• _EXERCISE INSTRUCTIONS_
[A] In the passage about a film's adaptation into a TV series, which company did producer Hester Ruoff co-found?
[B] Based on the passage about a film's adaptation into a TV series, decide whether each statement agrees with it: (i) The series keeps the film's one-shot technique. (ii) The series is landing on the BBC. (iii) The series brings in new characters. Answer yes or no for each, quoting the words that decide it.
[C] Continue the passage about a film's adaptation into a TV series, picking up after its final sentence.

• _ARTICLE_
↓
The actor says Andy will go on a “much deeper journey about self-discovery” and be forced to reckon with his drug addiction.

“In the film, there are moments laid out that are then picked up in the series,” adds producer Hester Ruoff, co-founder of Ascendant Fox. “But new characters bring a freshness to the project, so you don’t just feel like, ‘Oh, I’m just watching the same thing but extended.’ It’s got new levels of banter.”

While the one-shot technique will be scrapped, the team promises that the movie’s strong social realism will be even more prominent across the TV show. Given the series is landing on the BBC, those elements are likely to be even more crucial in order to serve the public broadcaster’s audience.
↑
• _DATASET EXCERPT_
↓
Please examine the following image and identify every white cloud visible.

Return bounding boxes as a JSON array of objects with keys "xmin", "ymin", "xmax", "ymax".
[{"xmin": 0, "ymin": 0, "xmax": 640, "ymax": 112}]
↑
• _FINAL RESULTS_
[A] Ascendant Fox.

[B]
(i) No: "While the one-shot technique will be scrapped"
(ii) Yes: "Given the series is landing on the BBC"
(iii) Yes: "But new characters bring a freshness to the project"

[C]
“The collective consciousness of all of our companies is to create opportunities for people,” says the BAFTA-nominated Graham, who is a passionate advocate for diversity and social mobility in the British entertainment industry. “If you look at our kitchen, it’s so eclectic in the cultural aspects of work, from creed, color, ethnicity, right across the board to identity and sexuality.

“We felt we had an opportunity with this canvas that we created, because we knew we had this great place to start with in this kitchen,” he adds. “Most people have associations with a particular kind of job, be it an office or a restaurant or a building site. We had a good platform to be able to shine a light on social issues, and make a little bit of a social commentary about the state of the nation.”